- **Aim**
Copy the rows below word for word, from the line containing "finds the bright" through the end of the rows, including both the first and last lines.
:: Extracted information ::
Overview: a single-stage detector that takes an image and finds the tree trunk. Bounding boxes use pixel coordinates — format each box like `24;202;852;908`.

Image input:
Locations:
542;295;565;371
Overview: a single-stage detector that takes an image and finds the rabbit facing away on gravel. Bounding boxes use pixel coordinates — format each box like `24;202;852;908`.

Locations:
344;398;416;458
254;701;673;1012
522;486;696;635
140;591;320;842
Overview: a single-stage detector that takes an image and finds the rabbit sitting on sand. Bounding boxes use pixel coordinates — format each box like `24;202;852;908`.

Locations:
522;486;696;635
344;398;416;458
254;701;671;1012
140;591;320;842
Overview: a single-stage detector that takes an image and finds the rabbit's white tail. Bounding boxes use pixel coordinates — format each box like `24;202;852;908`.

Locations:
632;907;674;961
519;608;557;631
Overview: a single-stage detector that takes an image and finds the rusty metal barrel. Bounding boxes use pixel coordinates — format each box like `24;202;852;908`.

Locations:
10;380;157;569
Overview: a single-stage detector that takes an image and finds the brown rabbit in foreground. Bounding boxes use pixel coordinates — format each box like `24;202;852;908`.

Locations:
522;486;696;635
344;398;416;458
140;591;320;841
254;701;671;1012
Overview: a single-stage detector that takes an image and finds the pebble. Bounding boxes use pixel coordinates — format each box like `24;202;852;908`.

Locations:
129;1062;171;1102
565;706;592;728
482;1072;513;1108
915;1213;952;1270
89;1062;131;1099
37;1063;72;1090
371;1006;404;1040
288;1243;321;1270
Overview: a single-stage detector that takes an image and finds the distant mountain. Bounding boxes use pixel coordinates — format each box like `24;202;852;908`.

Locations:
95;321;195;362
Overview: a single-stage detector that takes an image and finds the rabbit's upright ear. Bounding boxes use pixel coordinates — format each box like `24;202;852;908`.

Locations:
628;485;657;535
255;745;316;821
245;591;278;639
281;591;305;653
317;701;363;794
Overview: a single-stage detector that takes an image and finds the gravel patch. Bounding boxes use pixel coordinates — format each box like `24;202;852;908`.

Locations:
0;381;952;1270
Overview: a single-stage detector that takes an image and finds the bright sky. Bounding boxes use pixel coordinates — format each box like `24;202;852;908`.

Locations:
:::
- **Answer to this task**
Overview: a single-stage detector that takes an image and finds the bright sky. Bounding boxes use pixel coordinates — format each box like `24;202;852;908`.

Locations:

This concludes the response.